-------- Ausgewählter Textauszug

Ein Halbleiterspiegel beziehungsweise Bragg-Reflektor erfordere ca. 30 Schichten, die im Fall von Solarzellen flächig auf Wafer mit großen Durchmessern von 150 mm aufgewachsen werden müssten. Dieses Vorgehen sei gerade bei der Herstellung von III-V-Halbleiterschichten mittels metallorganischer Gasphasen­epitaxie (MOVPE) schwierig in der Handhabung und sehr fehleranfällig. Die Herstellung so grossflächiger Schichten in guter kristalliner Qualität mittels MOVPE könne nicht als Routineaufgabe angesehen werden. Stattdessen würden die damit verbundenen Schwierigkeiten den Fachmann als Mann der Praxis davon abhalten, Bragg-Reflektoren tatsächlich in Betracht zu ziehen.

Unabhängig davon offenbare D2 zwei Alternativen. In der mit Bezug auf Figur 3 beschriebenen Alternative dominiere zwar die mittlere Teilzelle die Verschlechterung der Leistung der Mehrfachsolarzelle bei Bestrahlung. Direkt unter der Bildunterschrift der Figur 3 offenbare D2 mit der zweiten Alternative ("another approach") aber bereits eine Lösung für dieses Problem, indem eine Erhöhung der Absorption der mittleren Teilzelle durch die Implementierung einer Multi-Quantum-Well (MQW) Struktur erreicht wird. Darüber hinaus weise D2 auf Seite 2153 unter Punkt "3. Conclusion" eindeutig darauf hin, dass Verlustmechanismen verstanden und die Schichtqualität der mittleren Teilzelle erhöht werden müssten. In Tabelle 1 würden zudem weitere mögliche Konzepte genannt, die bereits sehr gute Verhältnisse zwischen den Leistungen am Anfang (BOL) und am Ende (EOL) des Zyklus zeigten.

Dem Fachmann würden also in D2 ausgehend von dem in Figur 3 dargestellten Beispiel selber bereits mehrere klare Entwicklungsrichtungen vorgegeben. Er hätte daher keine Veranlassung, weiteren Stand der Technik zu konsultieren. Stattdessen stelle eine Berücksichtigung weiterer Dokumente eine rückschauende Betrachtung dar.

D3 offenbare eine GaAs-Solarzelle mit anderer Struktur als D2, keine Mehrfachsolarzelle. D4 betreffe noch einmal eine andere Solarzellenstruktur und beziehe sich auf eine Multi-Quantum-Well (MQW) Solarzelle mit einem darunter angeordneten Bragg-Reflektor.

Verschiedene Solarzellenkonzepte beziehungsweise -strukturen seien nicht ohne weiteres miteinander kompatibel. Entsprechend würde der Fachmann diese Dokumente nicht miteinander kombinieren.

Darüber hinaus enthalte D4 lediglich Spekulationen über die Möglichkeit, unter einem Bragg-Reflektor (hier "distributed Bragg reflector" oder "DBR" genannt) noch eine Ge-Teilzelle anzuordnen. D4 offenbare in dieser Beziehung aber kein konkretes Ausführungsbeispiel.

----------------
-------- Auszüge der Datensätze

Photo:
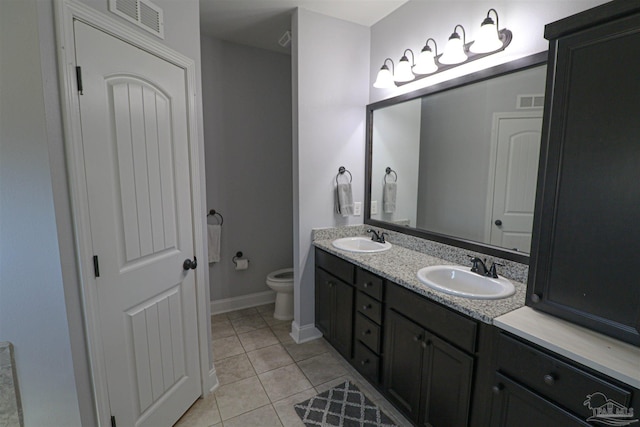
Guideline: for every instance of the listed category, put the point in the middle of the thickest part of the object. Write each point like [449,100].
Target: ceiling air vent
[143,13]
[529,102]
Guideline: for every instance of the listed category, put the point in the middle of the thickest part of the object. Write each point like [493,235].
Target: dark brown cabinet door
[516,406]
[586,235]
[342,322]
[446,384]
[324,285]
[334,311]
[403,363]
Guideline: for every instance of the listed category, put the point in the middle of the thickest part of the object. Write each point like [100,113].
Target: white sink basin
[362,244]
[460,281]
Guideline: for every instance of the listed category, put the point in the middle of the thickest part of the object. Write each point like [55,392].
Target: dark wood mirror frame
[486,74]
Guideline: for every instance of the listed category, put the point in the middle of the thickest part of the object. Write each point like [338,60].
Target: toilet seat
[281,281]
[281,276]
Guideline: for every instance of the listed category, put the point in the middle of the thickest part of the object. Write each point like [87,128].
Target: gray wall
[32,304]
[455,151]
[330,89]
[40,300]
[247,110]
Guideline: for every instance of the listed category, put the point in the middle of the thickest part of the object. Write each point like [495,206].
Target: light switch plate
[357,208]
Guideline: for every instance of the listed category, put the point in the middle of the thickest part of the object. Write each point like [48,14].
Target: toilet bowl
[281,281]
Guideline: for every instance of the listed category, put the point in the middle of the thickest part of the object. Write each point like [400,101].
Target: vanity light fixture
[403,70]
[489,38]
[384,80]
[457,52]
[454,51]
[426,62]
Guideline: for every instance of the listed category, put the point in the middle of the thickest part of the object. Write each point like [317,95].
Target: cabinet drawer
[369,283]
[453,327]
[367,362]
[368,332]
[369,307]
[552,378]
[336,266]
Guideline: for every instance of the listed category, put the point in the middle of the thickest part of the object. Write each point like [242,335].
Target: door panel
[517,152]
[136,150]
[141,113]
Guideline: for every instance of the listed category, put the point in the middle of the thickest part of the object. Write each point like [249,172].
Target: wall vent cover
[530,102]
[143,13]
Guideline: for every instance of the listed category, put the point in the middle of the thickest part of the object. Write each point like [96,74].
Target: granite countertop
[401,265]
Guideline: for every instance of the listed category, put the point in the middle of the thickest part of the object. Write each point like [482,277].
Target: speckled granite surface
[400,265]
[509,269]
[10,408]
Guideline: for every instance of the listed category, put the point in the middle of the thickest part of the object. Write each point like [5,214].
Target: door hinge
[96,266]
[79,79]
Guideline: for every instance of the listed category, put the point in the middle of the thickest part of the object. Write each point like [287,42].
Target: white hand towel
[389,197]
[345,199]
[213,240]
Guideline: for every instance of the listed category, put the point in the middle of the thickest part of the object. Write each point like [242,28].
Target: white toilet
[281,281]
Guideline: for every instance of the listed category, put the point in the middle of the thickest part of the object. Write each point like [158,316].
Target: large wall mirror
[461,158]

----------------
-------- Auszüge der Datensätze

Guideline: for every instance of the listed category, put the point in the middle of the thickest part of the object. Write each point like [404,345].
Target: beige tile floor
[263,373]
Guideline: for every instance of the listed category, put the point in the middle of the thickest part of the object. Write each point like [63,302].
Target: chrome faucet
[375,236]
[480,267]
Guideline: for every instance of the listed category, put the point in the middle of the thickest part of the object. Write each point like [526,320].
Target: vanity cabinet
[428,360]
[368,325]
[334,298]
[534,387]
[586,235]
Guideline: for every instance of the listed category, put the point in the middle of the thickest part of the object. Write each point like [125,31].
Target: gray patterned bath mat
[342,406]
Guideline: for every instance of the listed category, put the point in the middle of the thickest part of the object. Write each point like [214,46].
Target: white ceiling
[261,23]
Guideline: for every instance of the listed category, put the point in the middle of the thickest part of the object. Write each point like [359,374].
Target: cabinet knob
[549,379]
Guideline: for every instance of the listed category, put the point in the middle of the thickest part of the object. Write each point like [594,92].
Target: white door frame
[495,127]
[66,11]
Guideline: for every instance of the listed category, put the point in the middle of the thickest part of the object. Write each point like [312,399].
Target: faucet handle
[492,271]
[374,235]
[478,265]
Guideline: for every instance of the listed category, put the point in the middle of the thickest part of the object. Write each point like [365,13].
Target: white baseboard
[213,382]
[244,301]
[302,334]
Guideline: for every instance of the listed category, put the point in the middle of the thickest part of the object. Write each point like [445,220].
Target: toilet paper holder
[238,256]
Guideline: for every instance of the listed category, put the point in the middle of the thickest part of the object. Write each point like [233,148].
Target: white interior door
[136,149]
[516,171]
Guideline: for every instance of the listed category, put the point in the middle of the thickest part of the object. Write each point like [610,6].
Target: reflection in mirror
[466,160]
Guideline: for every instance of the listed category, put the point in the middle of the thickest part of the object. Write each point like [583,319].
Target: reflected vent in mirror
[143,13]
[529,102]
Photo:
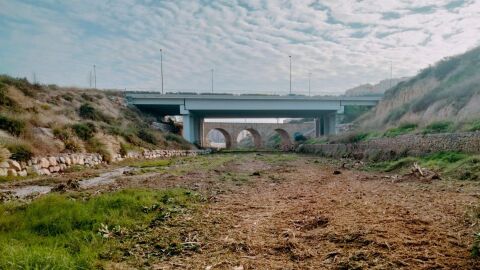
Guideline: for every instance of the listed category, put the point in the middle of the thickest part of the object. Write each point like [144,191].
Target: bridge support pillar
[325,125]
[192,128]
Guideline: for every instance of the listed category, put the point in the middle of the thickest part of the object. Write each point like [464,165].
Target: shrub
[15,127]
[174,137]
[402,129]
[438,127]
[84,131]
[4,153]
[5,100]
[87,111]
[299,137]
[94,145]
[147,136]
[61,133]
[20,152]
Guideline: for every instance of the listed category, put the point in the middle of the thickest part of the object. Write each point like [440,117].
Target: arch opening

----------------

*Die Aufgaben:*
1/ Extrahieren Sie aus dem Textauszug wörtlich die Stelle, die bei den Worten „Verschiedene Solarzellenkonzepte beziehungsweise“ beginnt und nach „kein konkretes Ausführungsbeispiel.“ endet.
2/ Welche Zeilen der Datensätze enthalten die Zeichenfolge „mirror“? Zeigen Sie jede dieser Zeilen vollständig.
Der Textauszug und die Datensätze stammen aus unterschiedlichen Quellen.

*Erwartete Antworten:*
1/
Verschiedene Solarzellenkonzepte beziehungsweise -strukturen seien nicht ohne weiteres miteinander kompatibel. Entsprechend würde der Fachmann diese Dokumente nicht miteinander kombinieren.

Darüber hinaus enthalte D4 lediglich Spekulationen über die Möglichkeit, unter einem Bragg-Reflektor (hier "distributed Bragg reflector" oder "DBR" genannt) noch eine Ge-Teilzelle anzuordnen. D4 offenbare in dieser Beziehung aber kein konkretes Ausführungsbeispiel.

2/
Target: dark wood mirror frame
Target: large wall mirror
Target: reflection in mirror
Target: reflected vent in mirror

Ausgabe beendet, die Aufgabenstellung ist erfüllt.